Natural language region descriptions
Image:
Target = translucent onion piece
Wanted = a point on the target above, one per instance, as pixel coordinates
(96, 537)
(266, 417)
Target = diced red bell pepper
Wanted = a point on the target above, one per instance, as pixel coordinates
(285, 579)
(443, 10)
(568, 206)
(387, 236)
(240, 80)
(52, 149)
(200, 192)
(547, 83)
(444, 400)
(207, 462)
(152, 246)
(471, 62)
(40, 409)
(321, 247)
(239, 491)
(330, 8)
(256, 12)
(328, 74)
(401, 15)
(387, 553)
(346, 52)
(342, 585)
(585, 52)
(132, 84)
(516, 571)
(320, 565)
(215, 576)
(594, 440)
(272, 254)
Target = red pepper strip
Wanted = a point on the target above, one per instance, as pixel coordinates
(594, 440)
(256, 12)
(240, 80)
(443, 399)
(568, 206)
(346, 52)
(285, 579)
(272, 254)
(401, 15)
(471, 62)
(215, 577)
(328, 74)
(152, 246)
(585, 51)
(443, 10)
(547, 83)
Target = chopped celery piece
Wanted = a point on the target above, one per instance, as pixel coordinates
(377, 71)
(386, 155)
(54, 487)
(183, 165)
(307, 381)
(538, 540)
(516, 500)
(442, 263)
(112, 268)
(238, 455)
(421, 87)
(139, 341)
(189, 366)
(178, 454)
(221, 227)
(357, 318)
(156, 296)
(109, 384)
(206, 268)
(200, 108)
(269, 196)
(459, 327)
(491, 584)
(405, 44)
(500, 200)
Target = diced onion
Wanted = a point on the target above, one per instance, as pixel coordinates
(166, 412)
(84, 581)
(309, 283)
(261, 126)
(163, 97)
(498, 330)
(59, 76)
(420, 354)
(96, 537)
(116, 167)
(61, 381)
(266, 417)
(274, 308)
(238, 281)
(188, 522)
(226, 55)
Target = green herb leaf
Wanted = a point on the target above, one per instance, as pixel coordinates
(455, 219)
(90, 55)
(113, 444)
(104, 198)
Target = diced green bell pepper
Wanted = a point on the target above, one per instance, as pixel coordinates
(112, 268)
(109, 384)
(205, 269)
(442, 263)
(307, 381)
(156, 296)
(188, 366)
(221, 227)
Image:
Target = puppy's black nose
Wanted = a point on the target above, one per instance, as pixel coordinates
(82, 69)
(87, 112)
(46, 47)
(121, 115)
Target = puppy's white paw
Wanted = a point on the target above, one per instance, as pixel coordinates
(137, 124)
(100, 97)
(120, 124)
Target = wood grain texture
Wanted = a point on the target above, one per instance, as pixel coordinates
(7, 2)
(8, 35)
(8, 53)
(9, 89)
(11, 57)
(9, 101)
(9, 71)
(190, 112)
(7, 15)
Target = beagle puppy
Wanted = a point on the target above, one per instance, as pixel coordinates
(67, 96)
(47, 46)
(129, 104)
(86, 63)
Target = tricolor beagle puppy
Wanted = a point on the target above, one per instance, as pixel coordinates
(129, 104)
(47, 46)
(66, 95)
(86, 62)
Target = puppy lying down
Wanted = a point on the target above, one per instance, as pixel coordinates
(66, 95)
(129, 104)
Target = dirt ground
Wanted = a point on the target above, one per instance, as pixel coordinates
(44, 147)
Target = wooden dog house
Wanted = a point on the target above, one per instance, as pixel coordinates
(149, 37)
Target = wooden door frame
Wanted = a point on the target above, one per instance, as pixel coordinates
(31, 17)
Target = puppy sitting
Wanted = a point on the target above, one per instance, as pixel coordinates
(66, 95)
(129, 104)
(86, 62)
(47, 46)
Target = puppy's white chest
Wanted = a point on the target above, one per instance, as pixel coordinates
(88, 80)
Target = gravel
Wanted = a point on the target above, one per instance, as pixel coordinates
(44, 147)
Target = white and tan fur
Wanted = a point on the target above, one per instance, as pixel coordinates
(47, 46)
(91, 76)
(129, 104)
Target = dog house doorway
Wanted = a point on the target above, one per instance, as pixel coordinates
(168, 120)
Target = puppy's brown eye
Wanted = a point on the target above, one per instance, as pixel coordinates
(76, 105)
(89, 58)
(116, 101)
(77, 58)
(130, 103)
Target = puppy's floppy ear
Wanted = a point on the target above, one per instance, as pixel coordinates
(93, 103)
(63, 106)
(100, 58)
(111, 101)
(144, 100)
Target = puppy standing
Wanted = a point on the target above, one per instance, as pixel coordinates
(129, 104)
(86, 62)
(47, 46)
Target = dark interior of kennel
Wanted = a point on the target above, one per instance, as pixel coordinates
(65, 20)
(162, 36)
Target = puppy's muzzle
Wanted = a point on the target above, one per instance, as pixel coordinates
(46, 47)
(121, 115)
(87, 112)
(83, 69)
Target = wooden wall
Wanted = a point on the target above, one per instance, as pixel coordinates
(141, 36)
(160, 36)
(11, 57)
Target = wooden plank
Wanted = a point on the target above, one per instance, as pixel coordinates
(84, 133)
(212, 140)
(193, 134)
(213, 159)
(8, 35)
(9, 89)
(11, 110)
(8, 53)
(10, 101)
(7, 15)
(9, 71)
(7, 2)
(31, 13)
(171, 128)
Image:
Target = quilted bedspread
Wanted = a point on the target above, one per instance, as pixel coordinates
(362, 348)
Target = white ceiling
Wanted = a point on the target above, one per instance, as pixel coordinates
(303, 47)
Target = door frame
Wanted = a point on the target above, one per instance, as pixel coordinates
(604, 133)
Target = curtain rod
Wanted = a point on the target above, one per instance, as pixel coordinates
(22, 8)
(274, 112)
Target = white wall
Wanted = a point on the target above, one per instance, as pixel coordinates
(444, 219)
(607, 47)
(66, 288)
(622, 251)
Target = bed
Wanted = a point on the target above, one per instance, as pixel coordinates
---
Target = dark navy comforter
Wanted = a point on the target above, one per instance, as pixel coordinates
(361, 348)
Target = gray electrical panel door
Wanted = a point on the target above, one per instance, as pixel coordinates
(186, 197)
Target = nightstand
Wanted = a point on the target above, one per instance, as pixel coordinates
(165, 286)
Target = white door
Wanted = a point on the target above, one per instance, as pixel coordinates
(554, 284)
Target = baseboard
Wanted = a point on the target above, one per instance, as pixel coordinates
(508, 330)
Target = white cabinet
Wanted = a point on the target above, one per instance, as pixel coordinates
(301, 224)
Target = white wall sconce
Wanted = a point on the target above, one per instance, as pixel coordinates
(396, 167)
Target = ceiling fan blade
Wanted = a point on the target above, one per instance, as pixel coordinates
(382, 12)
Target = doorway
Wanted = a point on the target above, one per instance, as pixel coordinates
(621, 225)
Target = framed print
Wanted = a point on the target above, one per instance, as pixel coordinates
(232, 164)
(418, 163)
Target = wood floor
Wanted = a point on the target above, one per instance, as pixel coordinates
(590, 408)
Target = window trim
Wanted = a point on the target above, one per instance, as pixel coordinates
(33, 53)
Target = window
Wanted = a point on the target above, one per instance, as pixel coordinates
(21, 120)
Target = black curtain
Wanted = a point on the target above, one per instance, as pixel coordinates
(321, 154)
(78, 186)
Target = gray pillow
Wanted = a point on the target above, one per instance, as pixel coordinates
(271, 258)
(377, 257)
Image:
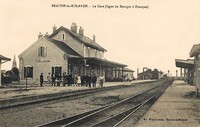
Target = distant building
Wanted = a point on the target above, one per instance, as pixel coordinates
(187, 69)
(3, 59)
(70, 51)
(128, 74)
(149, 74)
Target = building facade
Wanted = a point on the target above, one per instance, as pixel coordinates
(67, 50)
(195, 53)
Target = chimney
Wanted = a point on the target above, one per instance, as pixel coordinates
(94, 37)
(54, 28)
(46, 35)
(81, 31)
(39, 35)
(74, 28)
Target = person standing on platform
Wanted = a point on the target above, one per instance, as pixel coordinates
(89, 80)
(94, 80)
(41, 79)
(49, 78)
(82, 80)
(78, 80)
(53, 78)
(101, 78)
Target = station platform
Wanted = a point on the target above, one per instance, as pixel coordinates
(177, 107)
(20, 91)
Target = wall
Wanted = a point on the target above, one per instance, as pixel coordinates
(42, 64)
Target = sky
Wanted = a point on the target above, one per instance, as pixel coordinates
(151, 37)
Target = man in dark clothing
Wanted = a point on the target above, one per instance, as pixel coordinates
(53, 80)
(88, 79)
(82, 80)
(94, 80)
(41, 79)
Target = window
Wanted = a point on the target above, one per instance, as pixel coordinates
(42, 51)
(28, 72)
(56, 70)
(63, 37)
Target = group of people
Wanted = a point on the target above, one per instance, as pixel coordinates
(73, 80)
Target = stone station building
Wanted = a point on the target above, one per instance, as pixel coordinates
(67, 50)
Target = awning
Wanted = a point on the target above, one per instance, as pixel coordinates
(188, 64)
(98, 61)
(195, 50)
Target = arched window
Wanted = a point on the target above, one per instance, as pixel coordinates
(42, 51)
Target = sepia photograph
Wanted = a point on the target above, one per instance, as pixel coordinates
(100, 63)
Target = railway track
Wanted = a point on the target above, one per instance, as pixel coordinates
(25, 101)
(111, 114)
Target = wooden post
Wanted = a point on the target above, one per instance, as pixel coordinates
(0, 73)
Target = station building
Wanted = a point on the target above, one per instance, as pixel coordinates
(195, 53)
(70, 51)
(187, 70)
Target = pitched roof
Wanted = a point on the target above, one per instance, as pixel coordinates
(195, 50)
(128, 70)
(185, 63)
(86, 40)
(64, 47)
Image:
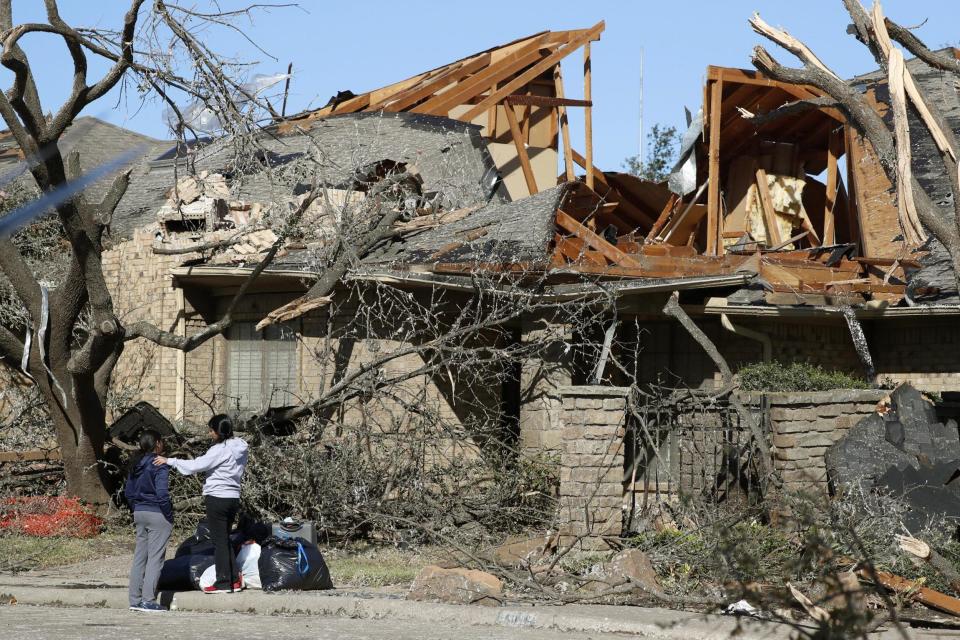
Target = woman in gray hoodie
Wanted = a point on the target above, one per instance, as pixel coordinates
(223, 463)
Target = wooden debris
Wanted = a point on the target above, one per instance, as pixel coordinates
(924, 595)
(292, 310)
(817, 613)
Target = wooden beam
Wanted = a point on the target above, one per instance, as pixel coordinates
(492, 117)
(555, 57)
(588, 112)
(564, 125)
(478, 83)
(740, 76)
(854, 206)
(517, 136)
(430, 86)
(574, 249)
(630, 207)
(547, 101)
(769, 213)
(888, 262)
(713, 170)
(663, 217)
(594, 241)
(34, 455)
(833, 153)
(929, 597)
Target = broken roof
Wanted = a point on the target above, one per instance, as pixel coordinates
==
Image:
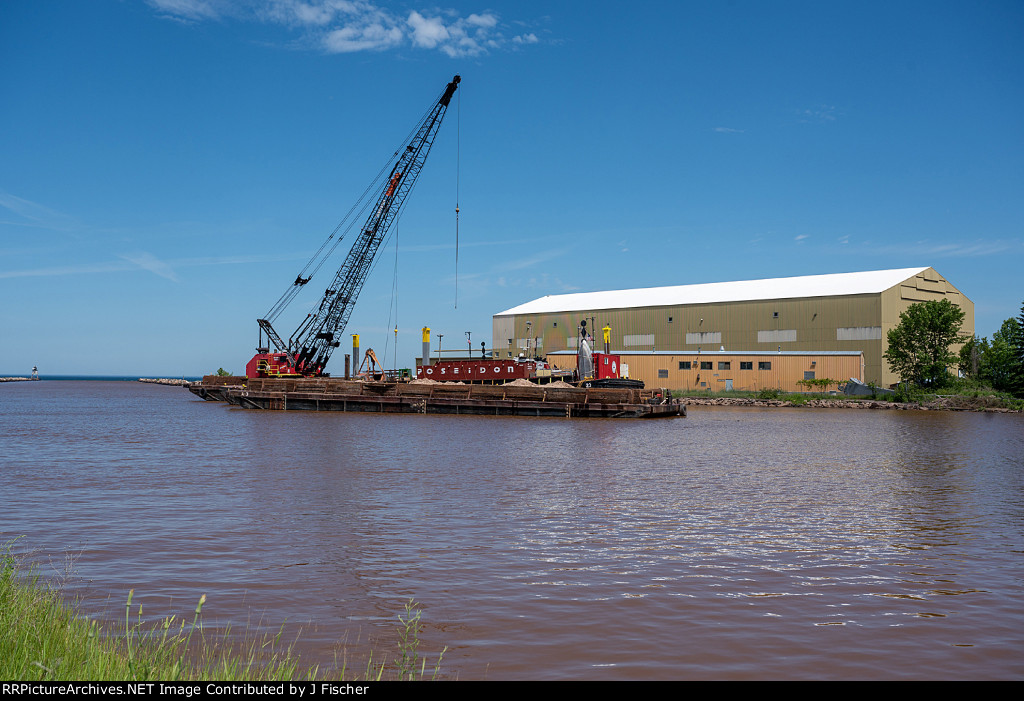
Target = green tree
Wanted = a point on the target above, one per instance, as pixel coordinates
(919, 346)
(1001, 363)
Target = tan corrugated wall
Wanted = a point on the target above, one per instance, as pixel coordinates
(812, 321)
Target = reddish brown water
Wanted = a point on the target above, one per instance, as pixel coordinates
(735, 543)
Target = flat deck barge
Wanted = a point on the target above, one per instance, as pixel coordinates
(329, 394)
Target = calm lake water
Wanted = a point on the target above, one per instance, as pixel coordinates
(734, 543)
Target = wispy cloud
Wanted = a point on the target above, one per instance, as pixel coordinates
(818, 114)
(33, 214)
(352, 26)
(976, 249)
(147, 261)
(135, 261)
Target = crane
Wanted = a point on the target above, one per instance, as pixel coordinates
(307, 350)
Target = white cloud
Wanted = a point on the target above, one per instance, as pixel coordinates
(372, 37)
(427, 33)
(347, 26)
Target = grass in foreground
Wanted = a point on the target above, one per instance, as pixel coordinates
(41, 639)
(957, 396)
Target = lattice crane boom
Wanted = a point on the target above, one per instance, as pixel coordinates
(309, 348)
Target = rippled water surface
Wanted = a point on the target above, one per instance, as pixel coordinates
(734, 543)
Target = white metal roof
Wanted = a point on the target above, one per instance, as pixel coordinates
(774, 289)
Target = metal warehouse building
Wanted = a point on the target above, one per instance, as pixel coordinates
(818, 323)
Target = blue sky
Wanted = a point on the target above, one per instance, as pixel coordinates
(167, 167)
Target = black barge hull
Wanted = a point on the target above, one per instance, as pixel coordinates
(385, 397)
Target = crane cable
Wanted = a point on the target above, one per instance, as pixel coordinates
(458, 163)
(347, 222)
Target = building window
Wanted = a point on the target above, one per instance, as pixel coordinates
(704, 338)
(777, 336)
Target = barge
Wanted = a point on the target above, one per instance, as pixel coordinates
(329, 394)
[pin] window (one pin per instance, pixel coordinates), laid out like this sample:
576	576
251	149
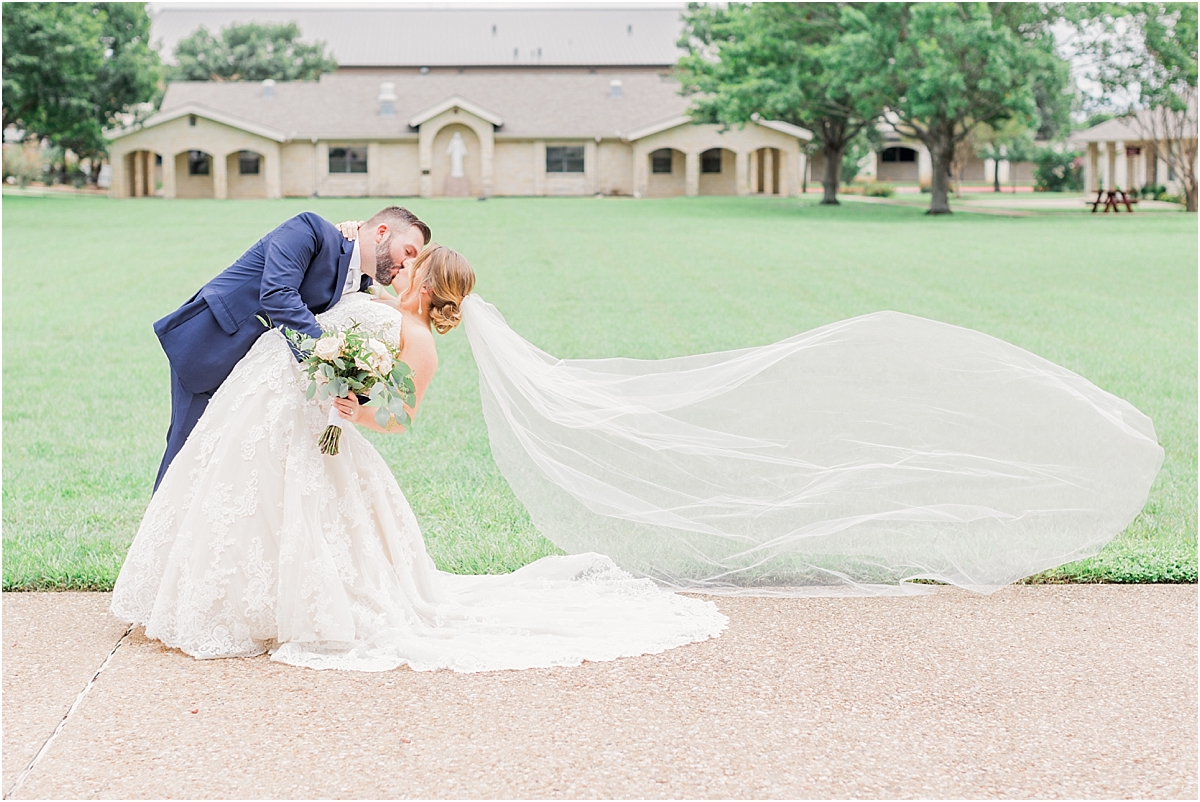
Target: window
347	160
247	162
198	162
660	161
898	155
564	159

> [Task to carry out]: From the data above, copy each line where the string "curtain" appears.

> [Exercise result]:
Target = curtain rod
Target = black curtain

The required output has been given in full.